Written instruction -> Put every line of the listing below into a numbered list, leaving out the blank lines.

Records from a collection ->
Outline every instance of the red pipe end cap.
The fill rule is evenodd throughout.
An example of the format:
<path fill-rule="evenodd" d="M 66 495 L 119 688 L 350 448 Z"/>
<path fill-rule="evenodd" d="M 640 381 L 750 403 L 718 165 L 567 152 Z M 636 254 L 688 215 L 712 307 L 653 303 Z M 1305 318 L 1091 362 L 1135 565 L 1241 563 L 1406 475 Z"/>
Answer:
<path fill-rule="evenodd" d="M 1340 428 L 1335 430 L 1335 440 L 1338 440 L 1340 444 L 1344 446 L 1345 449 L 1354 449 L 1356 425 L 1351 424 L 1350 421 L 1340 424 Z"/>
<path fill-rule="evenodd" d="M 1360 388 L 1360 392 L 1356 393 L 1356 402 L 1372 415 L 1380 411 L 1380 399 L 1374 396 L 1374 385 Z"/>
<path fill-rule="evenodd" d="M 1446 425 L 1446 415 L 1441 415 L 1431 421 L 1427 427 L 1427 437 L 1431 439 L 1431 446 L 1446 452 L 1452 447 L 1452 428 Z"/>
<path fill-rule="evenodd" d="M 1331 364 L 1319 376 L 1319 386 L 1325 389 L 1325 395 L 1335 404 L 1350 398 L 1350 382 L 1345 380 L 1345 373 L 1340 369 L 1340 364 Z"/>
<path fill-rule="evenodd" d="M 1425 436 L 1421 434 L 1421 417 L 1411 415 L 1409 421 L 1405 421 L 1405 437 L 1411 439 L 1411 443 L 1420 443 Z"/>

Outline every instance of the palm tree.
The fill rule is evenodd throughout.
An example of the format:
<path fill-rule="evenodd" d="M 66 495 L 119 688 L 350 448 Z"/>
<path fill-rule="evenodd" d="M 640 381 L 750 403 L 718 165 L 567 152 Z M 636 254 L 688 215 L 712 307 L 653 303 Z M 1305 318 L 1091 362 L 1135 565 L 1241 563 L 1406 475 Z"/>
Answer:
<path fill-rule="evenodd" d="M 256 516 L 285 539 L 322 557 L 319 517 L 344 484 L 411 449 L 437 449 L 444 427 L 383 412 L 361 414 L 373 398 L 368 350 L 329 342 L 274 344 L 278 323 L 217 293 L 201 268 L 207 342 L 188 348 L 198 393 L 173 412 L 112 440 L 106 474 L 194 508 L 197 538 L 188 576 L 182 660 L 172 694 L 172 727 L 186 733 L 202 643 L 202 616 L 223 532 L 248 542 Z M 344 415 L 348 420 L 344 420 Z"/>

Answer to the exercise ->
1. Outline every instance of the red pipe end cap.
2. The fill rule is evenodd throughout.
3. An example of the format:
4. <path fill-rule="evenodd" d="M 66 495 L 119 688 L 350 448 Z"/>
5. <path fill-rule="evenodd" d="M 640 381 L 750 403 L 718 165 L 567 152 Z M 636 254 L 688 215 L 712 307 L 653 303 Z M 1305 318 L 1091 362 L 1135 565 L 1241 563 L 1406 475 Z"/>
6. Answer:
7. <path fill-rule="evenodd" d="M 1340 428 L 1335 430 L 1335 440 L 1338 440 L 1340 444 L 1344 446 L 1345 449 L 1354 449 L 1356 425 L 1351 424 L 1350 421 L 1340 424 Z"/>
8. <path fill-rule="evenodd" d="M 1360 388 L 1360 392 L 1356 393 L 1356 402 L 1372 415 L 1380 411 L 1380 399 L 1374 396 L 1374 385 Z"/>
9. <path fill-rule="evenodd" d="M 1446 425 L 1446 415 L 1441 415 L 1431 421 L 1427 427 L 1427 437 L 1431 439 L 1431 446 L 1446 452 L 1452 447 L 1452 428 Z"/>
10. <path fill-rule="evenodd" d="M 1331 364 L 1319 376 L 1319 386 L 1325 389 L 1325 395 L 1335 404 L 1350 398 L 1350 382 L 1345 380 L 1345 373 L 1340 369 L 1340 364 Z"/>
11. <path fill-rule="evenodd" d="M 1425 436 L 1421 434 L 1421 417 L 1411 415 L 1409 421 L 1405 421 L 1405 437 L 1411 439 L 1411 443 L 1420 443 Z"/>
12. Outline every instance of the palm tree.
13. The fill rule is evenodd throughout.
14. An example of the format:
15. <path fill-rule="evenodd" d="M 66 495 L 119 688 L 350 448 Z"/>
16. <path fill-rule="evenodd" d="M 640 381 L 750 403 L 718 165 L 567 152 Z M 636 254 L 688 215 L 712 307 L 653 303 Z M 1305 318 L 1091 362 L 1135 565 L 1241 563 L 1406 475 Z"/>
17. Answer:
18. <path fill-rule="evenodd" d="M 256 516 L 285 539 L 322 557 L 319 517 L 344 484 L 411 449 L 437 449 L 444 427 L 383 412 L 361 414 L 373 398 L 368 350 L 329 342 L 274 344 L 278 323 L 217 293 L 201 268 L 207 342 L 188 348 L 198 393 L 173 412 L 112 440 L 106 474 L 194 508 L 197 538 L 188 576 L 182 660 L 172 694 L 172 727 L 186 733 L 202 643 L 202 616 L 223 532 L 248 542 Z M 344 415 L 348 420 L 344 420 Z"/>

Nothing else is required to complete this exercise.